• _Obiettivi_
1. Elenchi tutti i generi musicali che, nel testo, compongono la definizione dello stile del gruppo.
2. Indichi se ciascuna delle seguenti affermazioni concorda con il testo, rispondendo sì o no e citando le parole decisive: (a) l'album menzionato si intitola Testoni; (b) i ciabot sono piccole case nei vigneti; (c) Montà si trova in provincia di Torino.
3. Citi dal testo la parte che inizia con le parole contenenti "01 settembre 2015" e termina con "intanto sanno svolazzare.".

• _Testo fornito_
* * * *

01 settembre 2015 16:57

1. Los Refusè, Guardarsi dall’alto
A pensarci Montà, provincia di Cuneo, non può che significare salita, e quindi è ideale per cose in levare. Questa sorta di folk-reggae-patchanka del Roero, molto terrigna, funziona bene quando (nell’album Testoni) si muove con circospezione, con sparuti accordi di chitarrine e organetti elettrici trasportati nei ciabot, piccole case nei vigneti, per staccarsi dalla terra e levarsi sulle nuvole, “per essere corretti e non rimpiangere / per non puzzare di posacenere”. Altre volte tornano a essere ragazzi da festa campestre. Però intanto sanno svolazzare.

* * * *

Dati registrati:
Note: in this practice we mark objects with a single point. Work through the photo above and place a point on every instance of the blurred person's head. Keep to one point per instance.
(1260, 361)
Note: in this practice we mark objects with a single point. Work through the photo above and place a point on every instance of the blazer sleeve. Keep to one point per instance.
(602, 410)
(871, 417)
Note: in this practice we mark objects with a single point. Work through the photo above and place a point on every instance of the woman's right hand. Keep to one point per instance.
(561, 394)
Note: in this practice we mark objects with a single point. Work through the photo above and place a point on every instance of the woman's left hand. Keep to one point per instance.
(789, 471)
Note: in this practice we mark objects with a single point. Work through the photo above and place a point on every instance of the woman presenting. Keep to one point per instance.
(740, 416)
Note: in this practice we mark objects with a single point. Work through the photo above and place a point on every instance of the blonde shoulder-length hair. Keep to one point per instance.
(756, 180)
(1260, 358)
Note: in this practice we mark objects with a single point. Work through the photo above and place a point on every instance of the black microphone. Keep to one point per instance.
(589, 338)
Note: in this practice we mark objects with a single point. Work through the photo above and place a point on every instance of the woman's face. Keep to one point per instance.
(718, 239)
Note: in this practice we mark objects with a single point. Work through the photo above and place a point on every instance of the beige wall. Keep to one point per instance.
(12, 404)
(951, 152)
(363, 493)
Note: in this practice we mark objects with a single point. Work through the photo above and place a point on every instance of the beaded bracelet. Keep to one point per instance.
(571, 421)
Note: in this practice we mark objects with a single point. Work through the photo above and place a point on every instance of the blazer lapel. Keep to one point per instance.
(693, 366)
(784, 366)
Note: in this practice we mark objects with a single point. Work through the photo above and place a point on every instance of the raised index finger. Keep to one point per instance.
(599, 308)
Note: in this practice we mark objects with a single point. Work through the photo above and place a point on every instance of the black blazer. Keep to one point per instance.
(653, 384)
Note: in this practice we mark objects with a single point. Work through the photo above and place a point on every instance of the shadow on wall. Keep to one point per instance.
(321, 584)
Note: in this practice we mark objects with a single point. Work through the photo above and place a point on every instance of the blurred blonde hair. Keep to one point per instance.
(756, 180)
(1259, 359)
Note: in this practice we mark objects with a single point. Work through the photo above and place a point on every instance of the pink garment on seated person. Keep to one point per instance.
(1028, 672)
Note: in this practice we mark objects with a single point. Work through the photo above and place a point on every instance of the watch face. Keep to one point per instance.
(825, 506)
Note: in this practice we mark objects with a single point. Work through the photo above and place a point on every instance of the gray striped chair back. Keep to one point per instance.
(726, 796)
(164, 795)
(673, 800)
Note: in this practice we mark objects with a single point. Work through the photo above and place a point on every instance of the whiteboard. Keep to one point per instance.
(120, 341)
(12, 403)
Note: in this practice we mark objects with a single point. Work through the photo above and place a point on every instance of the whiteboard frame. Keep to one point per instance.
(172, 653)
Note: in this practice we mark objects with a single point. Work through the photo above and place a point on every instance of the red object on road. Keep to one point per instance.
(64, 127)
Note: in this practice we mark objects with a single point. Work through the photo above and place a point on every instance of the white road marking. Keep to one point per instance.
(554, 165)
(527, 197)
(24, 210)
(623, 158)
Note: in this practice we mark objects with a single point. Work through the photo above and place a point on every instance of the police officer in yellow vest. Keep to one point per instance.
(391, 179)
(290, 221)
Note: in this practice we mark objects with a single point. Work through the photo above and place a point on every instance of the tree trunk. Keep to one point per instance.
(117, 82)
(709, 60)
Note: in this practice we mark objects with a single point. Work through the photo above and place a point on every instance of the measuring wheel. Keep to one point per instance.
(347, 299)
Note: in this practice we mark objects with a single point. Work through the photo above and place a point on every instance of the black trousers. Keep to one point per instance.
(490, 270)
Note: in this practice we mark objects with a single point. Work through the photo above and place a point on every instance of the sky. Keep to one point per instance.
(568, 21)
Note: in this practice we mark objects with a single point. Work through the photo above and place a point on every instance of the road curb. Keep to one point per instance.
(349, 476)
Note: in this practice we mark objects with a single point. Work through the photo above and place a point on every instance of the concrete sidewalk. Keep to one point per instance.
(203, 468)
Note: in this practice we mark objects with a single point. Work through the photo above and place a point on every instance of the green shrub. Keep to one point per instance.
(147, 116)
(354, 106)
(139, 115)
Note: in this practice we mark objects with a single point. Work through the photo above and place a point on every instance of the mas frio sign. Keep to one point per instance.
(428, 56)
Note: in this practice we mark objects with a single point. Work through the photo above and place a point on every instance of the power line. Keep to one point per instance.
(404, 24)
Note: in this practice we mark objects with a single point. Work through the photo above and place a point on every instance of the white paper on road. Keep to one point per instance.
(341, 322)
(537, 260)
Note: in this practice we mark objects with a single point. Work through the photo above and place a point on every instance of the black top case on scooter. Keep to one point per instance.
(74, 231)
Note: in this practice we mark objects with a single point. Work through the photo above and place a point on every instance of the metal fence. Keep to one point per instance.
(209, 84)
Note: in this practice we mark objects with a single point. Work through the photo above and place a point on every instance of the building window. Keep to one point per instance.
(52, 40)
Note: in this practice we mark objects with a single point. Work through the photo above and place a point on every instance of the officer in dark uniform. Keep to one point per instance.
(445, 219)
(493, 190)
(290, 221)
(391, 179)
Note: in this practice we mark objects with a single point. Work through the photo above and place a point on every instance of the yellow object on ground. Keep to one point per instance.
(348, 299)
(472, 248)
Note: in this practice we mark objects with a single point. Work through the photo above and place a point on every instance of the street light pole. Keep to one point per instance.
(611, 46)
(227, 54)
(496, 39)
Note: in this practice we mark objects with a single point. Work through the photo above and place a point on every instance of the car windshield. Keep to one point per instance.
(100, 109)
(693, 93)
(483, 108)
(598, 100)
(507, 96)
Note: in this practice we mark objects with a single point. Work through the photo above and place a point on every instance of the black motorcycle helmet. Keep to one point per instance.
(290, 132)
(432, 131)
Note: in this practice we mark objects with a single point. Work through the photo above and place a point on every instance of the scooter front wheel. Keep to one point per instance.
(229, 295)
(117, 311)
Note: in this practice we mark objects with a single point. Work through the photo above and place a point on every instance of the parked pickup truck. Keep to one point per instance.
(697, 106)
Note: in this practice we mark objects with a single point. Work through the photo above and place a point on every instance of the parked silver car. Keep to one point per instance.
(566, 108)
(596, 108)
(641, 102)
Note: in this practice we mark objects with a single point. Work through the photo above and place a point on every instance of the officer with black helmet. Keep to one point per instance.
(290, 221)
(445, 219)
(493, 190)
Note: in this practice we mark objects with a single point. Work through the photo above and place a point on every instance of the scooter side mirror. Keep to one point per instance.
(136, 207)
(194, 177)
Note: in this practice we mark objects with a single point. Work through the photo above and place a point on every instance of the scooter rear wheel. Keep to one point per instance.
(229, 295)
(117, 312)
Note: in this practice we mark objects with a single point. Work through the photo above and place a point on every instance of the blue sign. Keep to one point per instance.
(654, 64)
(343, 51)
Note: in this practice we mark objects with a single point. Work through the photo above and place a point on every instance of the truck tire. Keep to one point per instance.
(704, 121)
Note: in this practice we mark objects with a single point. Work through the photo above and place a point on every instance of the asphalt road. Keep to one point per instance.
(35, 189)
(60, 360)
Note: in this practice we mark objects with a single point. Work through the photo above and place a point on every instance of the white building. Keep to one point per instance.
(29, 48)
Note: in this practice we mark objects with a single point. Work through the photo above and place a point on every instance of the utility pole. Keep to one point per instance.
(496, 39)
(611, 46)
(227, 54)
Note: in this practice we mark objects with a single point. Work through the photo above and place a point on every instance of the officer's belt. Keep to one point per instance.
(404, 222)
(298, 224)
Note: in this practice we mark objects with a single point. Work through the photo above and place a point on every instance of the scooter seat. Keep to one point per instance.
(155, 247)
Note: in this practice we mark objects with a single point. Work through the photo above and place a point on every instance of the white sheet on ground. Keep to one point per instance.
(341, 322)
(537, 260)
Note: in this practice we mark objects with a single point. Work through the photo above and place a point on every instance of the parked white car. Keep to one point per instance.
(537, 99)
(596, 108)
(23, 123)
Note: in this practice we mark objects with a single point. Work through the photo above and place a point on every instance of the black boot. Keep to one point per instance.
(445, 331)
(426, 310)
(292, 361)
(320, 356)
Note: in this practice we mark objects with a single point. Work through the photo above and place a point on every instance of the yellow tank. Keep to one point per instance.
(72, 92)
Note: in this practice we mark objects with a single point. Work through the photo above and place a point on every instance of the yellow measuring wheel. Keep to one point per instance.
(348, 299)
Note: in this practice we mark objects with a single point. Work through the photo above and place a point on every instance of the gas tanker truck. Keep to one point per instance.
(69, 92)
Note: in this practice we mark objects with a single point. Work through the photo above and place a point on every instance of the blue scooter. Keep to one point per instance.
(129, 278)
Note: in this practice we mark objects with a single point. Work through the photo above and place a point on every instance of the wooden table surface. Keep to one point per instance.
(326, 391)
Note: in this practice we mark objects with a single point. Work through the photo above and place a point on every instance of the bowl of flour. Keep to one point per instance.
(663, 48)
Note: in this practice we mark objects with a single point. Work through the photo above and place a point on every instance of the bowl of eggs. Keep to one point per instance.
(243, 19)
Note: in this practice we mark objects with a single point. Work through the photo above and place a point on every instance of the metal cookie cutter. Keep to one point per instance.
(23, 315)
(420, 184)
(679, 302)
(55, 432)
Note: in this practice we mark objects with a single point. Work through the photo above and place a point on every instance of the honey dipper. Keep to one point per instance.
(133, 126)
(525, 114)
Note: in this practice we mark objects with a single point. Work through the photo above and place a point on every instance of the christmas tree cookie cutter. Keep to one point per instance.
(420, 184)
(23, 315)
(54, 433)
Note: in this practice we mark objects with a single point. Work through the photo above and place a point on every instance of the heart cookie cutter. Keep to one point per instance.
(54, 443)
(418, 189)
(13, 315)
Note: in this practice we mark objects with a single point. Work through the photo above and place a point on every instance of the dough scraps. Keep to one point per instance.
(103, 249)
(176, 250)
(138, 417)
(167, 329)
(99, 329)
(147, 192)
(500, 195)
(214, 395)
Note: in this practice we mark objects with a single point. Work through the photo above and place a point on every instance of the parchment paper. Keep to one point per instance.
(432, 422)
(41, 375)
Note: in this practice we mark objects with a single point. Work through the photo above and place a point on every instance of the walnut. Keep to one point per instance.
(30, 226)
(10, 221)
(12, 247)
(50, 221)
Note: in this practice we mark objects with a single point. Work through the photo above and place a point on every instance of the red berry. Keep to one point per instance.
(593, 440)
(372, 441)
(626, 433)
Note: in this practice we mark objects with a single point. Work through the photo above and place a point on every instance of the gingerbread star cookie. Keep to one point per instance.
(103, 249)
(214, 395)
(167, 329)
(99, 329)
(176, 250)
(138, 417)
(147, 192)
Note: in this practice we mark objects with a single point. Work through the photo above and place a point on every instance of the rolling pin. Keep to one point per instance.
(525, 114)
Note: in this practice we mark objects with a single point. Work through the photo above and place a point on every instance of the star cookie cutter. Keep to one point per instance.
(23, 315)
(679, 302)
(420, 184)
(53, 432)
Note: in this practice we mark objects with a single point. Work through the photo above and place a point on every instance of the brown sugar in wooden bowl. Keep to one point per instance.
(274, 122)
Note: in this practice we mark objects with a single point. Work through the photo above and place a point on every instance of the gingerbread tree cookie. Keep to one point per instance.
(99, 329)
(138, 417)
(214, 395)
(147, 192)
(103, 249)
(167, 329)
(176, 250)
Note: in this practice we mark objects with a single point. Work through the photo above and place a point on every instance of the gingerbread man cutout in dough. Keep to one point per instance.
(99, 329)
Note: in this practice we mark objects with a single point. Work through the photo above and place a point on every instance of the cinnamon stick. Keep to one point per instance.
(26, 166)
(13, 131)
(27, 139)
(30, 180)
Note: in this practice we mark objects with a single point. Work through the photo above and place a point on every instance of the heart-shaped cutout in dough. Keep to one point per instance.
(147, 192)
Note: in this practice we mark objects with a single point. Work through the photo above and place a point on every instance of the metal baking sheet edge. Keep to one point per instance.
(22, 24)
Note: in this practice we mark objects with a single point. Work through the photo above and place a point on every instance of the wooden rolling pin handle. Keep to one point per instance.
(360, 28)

* * * *

• _Elenco soluzioni_
1. folk, reggae, patchanka

2.
(a) Sì: "nell’album Testoni"
(b) Sì: "ciabot, piccole case nei vigneti"
(c) No: "Montà, provincia di Cuneo"

3.
01 settembre 2015 16:57

1. Los Refusè, Guardarsi dall’alto
A pensarci Montà, provincia di Cuneo, non può che significare salita, e quindi è ideale per cose in levare. Questa sorta di folk-reggae-patchanka del Roero, molto terrigna, funziona bene quando (nell’album Testoni) si muove con circospezione, con sparuti accordi di chitarrine e organetti elettrici trasportati nei ciabot, piccole case nei vigneti, per staccarsi dalla terra e levarsi sulle nuvole, “per essere corretti e non rimpiangere / per non puzzare di posacenere”. Altre volte tornano a essere ragazzi da festa campestre. Però intanto sanno svolazzare.